• _Passage shown_:
Two Parallel Read/Write on Local Memory (OpenCL Kernel)¶

This is simple example of vector addition to demonstrate how to utilized both ports of Local Memory.

KEY CONCEPTS: Kernel Optimization, 2port BRAM Utilization, two read/write Local Memory

This is a simple example to demonstrate how to utilize both ports of local memory in kernels.

Kernel’s local memory is usually BRAM which has two ports for read/write. In loops where one iteration doesn’t depend on previous iterations, two ports can be used to improve the performance of the kernel.

Two ports can be utilized concurrently by using opencl_unroll_hint. The unroll attribute transforms loops by creating multiples copies of the loop body in the register transfer level (RTL) design, which allows some or all loop iterations to occur in parallel.

__attribute__((opencl_unroll_hint(2)))

Here loop is unrolled by a factor of 2 thus two iterations of the loop are executed concurrently. In this case, two ports of BRAM will be utilized rather than 1 reducing the total loop latency by half approximately.

EXCLUDED PLATFORMS:

All NoDMA Platforms, i.e u50 nodma etc

Samsung U.2 SmartSSD

DESIGN FILES¶

Application code is located in the src directory. Accelerator binary files will be compiled to the xclbin directory. The xclbin directory is required by the Makefile and its contents will be filled during compilation. A listing of all the files in this example is shown below

src/host.cpp
src/vadd.cl

Access these files in the github repo by clicking here.

COMMAND LINE ARGUMENTS¶

Once the environment has been configured, the application can be executed by

./cl_lmem_2rw <vadd XCLBIN>

• _List of tasks_:
A. Answer these about the page on two parallel reads and writes to local memory:
(i) Which attribute lets both ports be used concurrently?
(ii) Roughly how much does unrolling the loop by a factor of 2 reduce total loop latency?
(iii) In which directory is the application code located?
B. Copy the section of the page on two parallel reads and writes to local memory from "Samsung U.2 SmartSSD" up to and including "by clicking here.".

• _Records shown_:

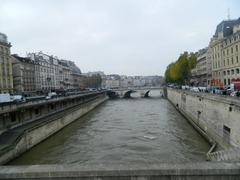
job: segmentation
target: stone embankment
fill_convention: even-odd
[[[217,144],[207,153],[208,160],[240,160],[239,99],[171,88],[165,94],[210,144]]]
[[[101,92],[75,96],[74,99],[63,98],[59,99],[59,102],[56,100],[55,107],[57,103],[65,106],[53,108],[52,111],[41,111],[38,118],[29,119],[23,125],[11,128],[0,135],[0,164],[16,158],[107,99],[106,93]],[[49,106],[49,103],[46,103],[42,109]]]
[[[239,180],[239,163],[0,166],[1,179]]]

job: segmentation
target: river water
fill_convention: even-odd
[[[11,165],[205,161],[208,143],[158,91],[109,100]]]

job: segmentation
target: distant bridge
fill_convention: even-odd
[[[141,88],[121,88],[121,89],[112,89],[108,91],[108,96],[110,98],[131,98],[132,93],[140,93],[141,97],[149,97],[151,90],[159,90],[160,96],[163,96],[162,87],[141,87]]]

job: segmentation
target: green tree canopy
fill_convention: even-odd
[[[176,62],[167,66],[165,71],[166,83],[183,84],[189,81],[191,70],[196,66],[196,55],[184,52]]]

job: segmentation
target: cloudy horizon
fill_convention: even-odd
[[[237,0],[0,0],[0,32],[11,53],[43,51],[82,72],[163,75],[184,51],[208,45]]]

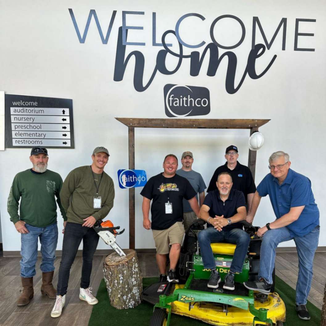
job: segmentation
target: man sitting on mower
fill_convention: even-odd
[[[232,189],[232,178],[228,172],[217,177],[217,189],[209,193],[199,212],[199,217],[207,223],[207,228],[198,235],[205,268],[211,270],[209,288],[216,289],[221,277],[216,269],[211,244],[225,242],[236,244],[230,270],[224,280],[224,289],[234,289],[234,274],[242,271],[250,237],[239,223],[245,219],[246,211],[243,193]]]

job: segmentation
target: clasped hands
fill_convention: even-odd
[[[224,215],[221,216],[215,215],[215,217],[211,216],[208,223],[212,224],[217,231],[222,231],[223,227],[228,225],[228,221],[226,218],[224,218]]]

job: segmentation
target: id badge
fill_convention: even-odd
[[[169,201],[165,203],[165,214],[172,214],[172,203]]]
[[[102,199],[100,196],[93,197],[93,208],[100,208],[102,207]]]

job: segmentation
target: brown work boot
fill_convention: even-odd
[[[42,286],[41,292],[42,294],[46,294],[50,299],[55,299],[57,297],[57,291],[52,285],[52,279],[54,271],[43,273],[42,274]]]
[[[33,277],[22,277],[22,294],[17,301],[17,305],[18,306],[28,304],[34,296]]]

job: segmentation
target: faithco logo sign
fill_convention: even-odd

• _Results for the exercise_:
A.
(i) opencl_unroll_hint
(ii) By about half
(iii) The src directory

B.
Samsung U.2 SmartSSD

DESIGN FILES¶

Application code is located in the src directory. Accelerator binary files will be compiled to the xclbin directory. The xclbin directory is required by the Makefile and its contents will be filled during compilation. A listing of all the files in this example is shown below

src/host.cpp
src/vadd.cl

Access these files in the github repo by clicking here.